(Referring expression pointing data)
################
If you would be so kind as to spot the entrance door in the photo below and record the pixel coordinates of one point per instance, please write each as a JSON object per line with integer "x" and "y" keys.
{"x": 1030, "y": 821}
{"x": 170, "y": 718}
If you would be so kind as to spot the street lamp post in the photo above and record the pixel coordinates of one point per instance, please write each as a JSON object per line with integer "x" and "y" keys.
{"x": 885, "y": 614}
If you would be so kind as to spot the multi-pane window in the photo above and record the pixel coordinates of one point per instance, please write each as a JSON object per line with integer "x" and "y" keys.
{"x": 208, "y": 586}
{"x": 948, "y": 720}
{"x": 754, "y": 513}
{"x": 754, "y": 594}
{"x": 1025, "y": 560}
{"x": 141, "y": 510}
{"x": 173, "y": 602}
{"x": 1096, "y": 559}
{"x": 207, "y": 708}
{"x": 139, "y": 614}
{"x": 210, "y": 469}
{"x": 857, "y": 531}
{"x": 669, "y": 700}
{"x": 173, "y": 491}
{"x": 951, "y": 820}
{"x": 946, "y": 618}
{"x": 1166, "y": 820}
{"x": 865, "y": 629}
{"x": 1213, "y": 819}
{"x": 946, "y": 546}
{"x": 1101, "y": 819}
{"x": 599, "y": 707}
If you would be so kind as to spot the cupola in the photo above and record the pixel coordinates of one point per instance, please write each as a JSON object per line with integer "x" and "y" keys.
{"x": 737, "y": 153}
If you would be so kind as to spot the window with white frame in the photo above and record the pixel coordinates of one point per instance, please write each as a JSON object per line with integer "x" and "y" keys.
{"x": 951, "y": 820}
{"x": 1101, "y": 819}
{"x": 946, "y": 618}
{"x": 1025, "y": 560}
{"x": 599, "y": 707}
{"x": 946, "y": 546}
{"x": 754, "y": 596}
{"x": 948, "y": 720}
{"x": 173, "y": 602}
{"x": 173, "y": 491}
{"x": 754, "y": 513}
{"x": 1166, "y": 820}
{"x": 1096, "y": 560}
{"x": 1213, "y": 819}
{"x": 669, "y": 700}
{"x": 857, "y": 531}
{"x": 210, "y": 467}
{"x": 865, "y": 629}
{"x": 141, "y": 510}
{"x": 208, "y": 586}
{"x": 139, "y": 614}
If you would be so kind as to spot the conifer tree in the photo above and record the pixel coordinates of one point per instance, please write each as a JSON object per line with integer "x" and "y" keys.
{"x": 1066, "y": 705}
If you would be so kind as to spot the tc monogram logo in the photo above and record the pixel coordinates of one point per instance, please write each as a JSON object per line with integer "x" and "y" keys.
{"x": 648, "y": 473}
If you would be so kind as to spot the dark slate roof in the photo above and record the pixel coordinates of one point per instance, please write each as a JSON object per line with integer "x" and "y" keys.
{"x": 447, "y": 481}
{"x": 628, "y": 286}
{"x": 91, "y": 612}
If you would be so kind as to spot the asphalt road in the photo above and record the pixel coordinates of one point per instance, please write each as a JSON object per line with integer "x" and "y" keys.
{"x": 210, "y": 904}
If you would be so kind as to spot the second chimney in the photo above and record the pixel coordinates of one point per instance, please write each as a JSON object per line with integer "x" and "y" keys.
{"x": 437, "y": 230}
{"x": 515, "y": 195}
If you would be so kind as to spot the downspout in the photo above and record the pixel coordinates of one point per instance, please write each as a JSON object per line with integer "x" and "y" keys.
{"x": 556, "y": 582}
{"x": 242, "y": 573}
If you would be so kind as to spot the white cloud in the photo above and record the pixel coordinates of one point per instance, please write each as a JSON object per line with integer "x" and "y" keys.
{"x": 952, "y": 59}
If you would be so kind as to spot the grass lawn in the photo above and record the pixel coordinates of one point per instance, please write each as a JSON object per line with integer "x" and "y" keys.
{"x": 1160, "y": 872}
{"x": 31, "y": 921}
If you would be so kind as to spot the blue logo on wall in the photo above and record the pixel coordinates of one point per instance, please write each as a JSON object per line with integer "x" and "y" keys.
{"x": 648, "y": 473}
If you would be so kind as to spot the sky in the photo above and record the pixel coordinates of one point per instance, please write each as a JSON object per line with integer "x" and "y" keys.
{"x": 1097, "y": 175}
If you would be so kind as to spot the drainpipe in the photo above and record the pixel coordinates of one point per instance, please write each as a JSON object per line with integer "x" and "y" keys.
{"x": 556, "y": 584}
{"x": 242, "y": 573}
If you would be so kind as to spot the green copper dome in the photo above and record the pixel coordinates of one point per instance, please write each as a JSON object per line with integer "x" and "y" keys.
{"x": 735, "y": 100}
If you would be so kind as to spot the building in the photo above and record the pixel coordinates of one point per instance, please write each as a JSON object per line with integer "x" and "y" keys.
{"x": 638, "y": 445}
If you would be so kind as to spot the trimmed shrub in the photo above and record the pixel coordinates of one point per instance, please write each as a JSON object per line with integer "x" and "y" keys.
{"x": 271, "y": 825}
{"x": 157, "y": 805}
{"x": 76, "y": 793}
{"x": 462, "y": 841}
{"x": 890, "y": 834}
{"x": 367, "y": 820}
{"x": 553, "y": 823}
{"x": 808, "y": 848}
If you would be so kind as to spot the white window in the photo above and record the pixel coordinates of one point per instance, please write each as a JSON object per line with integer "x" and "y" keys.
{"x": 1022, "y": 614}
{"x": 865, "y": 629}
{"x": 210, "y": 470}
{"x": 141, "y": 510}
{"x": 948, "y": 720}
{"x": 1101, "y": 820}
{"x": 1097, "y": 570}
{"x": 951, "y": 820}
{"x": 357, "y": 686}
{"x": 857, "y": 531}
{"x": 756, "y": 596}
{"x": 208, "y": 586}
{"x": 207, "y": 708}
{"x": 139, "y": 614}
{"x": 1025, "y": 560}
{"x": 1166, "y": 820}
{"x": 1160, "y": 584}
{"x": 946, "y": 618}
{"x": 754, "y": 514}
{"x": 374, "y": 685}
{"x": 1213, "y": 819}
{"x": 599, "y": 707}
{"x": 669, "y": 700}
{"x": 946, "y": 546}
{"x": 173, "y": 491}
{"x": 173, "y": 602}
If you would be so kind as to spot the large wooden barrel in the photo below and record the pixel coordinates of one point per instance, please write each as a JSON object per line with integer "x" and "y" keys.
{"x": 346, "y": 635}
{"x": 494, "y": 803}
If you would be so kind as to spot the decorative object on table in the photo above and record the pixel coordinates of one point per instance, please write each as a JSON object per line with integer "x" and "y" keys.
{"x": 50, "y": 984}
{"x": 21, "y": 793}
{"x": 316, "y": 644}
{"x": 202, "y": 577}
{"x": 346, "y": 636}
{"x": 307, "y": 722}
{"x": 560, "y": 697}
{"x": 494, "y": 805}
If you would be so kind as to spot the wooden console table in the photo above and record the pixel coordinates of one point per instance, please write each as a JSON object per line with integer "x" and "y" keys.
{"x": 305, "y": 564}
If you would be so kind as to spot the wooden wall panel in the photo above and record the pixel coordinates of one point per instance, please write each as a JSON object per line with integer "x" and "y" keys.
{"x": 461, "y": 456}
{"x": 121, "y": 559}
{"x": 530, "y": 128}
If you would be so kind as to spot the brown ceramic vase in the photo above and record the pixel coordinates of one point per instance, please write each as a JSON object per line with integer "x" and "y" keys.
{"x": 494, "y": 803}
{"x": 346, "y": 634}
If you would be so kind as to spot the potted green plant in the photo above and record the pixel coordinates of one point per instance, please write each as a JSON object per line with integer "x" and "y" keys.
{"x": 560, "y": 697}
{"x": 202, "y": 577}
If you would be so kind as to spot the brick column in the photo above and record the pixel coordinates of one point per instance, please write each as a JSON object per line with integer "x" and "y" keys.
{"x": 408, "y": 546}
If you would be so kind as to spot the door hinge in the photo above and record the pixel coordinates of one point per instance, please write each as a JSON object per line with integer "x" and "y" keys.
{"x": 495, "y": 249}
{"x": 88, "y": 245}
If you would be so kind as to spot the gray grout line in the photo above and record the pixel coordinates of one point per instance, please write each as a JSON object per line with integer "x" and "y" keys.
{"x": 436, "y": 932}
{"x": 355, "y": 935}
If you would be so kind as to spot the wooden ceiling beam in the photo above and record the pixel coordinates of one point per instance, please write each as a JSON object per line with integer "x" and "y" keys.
################
WORK ITEM ::
Please quote exactly the lines from the one containing "If you would be so kind as to spot the brick" through the last line of the records above, both included, and nothing else.

ANSWER TO THIS PROBLEM ::
If you would be so kind as to spot the brick column in the photo above and record the pixel coordinates of one point per instance, please write each as a JSON object per line with integer "x" and "y" keys.
{"x": 408, "y": 546}
If you would be so kind as to spot the door hinge in the photo above and record the pixel coordinates of one point per instance, please write each as a JSON object per line with integer "x" and "y" keys.
{"x": 495, "y": 249}
{"x": 88, "y": 245}
If you would be so kind as to spot the gray grout line in the photo above and record the pixel coordinates of one point per instance, please write each as a JSON object per line with integer "x" and "y" keys.
{"x": 436, "y": 932}
{"x": 355, "y": 935}
If you would be so kind as to spot the wooden ceiling beam in the photo above and record the pixel coordinates of one point per instance, please write each as a JSON object per line with integer "x" and "y" keys.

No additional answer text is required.